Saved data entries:
┄┄┄┄┄┄┄┄┄┄┄┄┄┄┄┄┄┄┄┄
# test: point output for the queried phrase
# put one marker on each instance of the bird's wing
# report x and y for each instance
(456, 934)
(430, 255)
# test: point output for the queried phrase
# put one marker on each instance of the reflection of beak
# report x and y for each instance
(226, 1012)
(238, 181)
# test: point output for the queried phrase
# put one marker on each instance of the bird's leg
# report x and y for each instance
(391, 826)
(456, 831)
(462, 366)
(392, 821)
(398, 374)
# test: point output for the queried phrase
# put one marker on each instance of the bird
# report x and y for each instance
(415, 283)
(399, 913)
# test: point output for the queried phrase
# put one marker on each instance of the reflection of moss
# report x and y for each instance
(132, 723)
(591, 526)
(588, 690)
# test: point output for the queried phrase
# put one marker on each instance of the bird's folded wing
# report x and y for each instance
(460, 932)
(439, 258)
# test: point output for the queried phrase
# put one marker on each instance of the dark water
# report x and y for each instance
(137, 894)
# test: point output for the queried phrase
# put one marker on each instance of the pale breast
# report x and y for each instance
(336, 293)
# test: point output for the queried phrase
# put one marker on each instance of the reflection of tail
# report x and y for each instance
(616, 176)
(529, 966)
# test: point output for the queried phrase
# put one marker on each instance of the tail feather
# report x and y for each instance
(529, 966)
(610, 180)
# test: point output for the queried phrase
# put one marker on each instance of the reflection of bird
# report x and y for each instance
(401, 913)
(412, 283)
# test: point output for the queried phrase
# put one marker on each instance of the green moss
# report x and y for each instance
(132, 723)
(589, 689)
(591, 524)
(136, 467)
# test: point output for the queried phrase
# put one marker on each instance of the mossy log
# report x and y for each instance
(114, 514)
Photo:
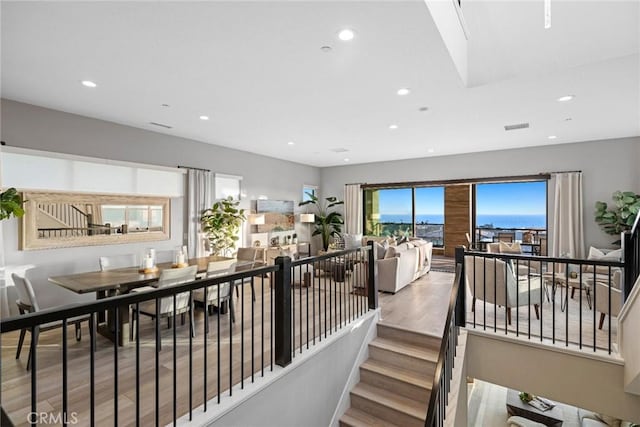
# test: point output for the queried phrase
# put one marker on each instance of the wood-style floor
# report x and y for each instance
(244, 349)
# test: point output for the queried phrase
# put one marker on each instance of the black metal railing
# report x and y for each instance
(273, 318)
(631, 249)
(439, 397)
(508, 286)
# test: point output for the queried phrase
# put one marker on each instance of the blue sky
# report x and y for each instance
(524, 198)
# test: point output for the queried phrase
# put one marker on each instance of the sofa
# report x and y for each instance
(401, 264)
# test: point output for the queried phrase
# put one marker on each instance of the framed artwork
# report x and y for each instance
(278, 215)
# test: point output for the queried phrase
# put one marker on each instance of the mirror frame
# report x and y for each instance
(29, 232)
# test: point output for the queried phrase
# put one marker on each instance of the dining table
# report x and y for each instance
(120, 281)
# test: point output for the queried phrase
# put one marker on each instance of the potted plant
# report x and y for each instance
(222, 222)
(10, 204)
(620, 217)
(328, 223)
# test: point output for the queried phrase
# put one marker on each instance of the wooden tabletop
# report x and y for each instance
(120, 278)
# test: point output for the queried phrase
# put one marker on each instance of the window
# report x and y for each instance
(308, 189)
(429, 206)
(511, 210)
(390, 212)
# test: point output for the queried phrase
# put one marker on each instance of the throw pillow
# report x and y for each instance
(602, 255)
(610, 421)
(510, 248)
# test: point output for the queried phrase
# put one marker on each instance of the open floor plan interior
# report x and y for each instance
(320, 213)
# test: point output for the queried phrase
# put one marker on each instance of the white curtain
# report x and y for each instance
(198, 199)
(568, 226)
(353, 209)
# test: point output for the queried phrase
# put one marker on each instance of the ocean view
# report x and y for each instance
(499, 221)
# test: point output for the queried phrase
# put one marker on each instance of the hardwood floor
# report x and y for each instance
(243, 349)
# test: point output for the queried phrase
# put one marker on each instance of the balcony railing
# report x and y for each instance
(164, 375)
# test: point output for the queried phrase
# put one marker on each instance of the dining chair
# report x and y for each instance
(118, 261)
(505, 237)
(497, 284)
(27, 303)
(246, 261)
(212, 299)
(169, 277)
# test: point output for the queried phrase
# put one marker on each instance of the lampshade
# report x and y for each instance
(256, 219)
(307, 218)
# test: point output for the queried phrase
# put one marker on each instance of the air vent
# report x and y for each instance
(518, 126)
(161, 125)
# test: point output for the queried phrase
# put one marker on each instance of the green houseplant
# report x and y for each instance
(222, 222)
(328, 222)
(11, 204)
(621, 215)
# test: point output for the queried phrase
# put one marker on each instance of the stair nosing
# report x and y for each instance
(371, 365)
(387, 402)
(429, 355)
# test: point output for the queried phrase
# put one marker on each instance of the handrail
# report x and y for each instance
(435, 390)
(29, 320)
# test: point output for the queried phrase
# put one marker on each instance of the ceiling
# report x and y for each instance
(257, 70)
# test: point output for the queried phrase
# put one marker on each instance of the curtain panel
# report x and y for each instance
(353, 209)
(568, 224)
(199, 187)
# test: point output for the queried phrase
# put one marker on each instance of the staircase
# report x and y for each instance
(395, 382)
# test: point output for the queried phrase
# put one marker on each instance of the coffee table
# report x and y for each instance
(515, 406)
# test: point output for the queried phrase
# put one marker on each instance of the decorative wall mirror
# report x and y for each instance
(60, 220)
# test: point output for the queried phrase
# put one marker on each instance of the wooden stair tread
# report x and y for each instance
(357, 418)
(410, 407)
(405, 375)
(427, 354)
(400, 333)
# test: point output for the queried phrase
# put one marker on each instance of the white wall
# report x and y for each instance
(38, 128)
(580, 379)
(607, 166)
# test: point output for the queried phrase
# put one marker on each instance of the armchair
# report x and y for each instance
(496, 283)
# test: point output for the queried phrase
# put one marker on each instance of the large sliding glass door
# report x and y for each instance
(409, 211)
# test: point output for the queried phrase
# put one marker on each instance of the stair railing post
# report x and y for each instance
(460, 312)
(372, 276)
(282, 307)
(628, 271)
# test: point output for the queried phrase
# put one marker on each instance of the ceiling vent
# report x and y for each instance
(161, 125)
(518, 126)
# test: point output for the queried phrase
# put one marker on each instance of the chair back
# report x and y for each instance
(176, 276)
(26, 295)
(118, 261)
(490, 276)
(247, 254)
(505, 237)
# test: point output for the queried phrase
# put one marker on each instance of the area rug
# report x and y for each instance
(443, 264)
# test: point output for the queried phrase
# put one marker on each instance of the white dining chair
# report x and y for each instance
(28, 303)
(168, 277)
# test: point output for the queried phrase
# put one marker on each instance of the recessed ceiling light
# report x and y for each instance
(566, 98)
(346, 35)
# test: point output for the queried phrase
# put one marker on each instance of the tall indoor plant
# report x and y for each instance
(222, 222)
(621, 215)
(10, 204)
(328, 222)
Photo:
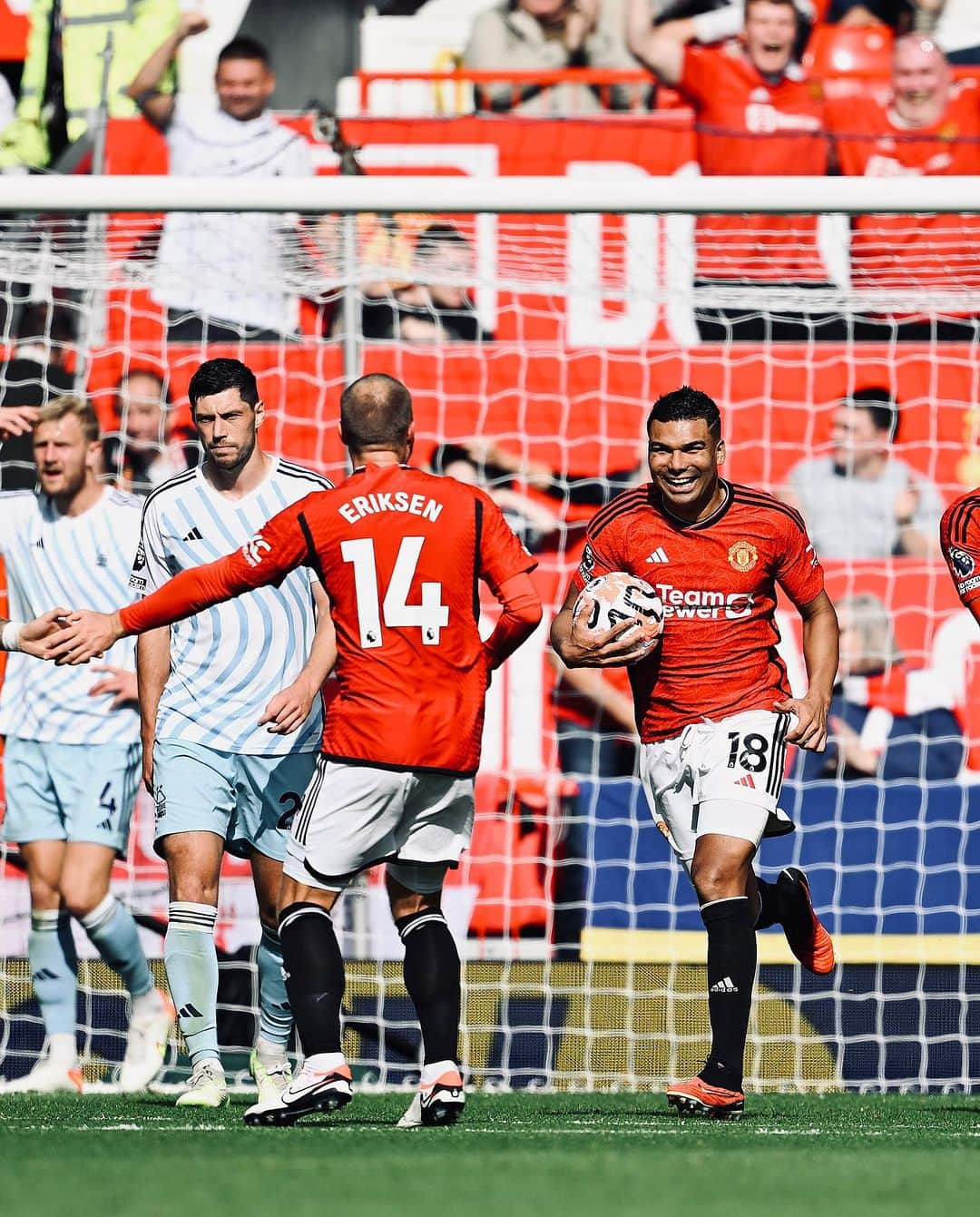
┄┄┄┄┄┄┄┄┄┄┄┄┄┄┄┄┄┄┄┄
Task requirements:
From the records above, how many lines include the word "green"? Only the number is wanted.

Solved problem:
2